EXTRACTED INFORMATION Block Start

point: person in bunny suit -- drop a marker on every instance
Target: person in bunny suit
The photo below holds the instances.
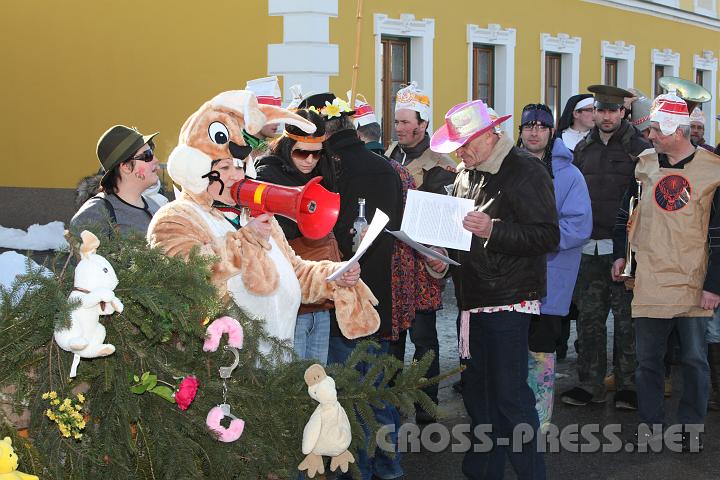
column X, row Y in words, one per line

EXTRACTED INFORMATION Block End
EXTRACTED INFORMATION Block Start

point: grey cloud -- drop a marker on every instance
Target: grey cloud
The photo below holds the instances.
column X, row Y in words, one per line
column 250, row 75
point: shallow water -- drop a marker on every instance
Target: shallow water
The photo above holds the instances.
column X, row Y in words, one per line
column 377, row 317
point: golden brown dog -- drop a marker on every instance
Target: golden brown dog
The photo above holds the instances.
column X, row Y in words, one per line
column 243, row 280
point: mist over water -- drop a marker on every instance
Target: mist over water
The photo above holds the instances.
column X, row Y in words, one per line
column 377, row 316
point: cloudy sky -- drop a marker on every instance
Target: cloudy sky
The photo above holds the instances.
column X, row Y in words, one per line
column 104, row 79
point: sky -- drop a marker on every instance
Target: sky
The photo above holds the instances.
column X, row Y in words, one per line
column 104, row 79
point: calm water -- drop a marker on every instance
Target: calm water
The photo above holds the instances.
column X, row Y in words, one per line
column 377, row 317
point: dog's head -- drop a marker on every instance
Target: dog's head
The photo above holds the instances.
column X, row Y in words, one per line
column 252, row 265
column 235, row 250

EXTRACTED INFORMATION Block End

## PROBLEM STATEMENT
Whenever the string "person" turns up in a line of the data, copy that line.

## ANSWER SPACE
point: person in bunny suit -- drop a marker on every instance
Target: person in bunny suit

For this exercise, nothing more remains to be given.